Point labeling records
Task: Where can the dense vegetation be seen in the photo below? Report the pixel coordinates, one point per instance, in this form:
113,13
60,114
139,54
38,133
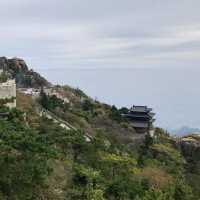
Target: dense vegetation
45,161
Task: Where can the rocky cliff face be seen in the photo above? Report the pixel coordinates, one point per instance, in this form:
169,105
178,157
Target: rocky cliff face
18,69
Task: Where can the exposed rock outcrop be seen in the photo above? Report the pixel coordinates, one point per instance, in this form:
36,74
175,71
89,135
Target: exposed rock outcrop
18,69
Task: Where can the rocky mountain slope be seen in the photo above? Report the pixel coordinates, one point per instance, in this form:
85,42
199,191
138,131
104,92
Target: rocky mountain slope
39,159
18,69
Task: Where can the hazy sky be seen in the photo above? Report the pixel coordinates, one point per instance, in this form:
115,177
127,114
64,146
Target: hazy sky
157,42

## Task description
Convert every line of the records above into a JSON list of strings, with one string per line and no blank lines. Leave the pictures out of the list.

## Reply to the task
[
  "Task: Where can the dense vegetation be seen in the photo below? Report the pixel coordinates, one point per instance, in this form:",
  "113,13",
  "60,114",
  "139,54",
  "38,133",
  "Target: dense vegetation",
  "45,161",
  "Task: Where can the rocky cliff face be seen in the photo above? Report the pixel coordinates, one point per instance, in this form:",
  "169,105",
  "178,157",
  "Target: rocky cliff face",
  "18,69",
  "Task: Where can the exposed rock outcrop be seen in the photo above? Report the pixel coordinates, one point per instance, in this form:",
  "36,74",
  "175,71",
  "89,135",
  "Target: exposed rock outcrop",
  "18,69",
  "Task: Where can the rocky mountain slope be seen in the photo above? Report the pixel coordinates, one point per instance, in this form:",
  "85,42",
  "199,191",
  "138,131",
  "104,92",
  "Target: rocky mountain slope",
  "39,159",
  "18,69",
  "Task: Where can the hazy sky be seen in the photo above? Report the pixel coordinates, one point per instance, in this form:",
  "115,177",
  "127,114",
  "64,146",
  "Target: hazy sky",
  "157,42"
]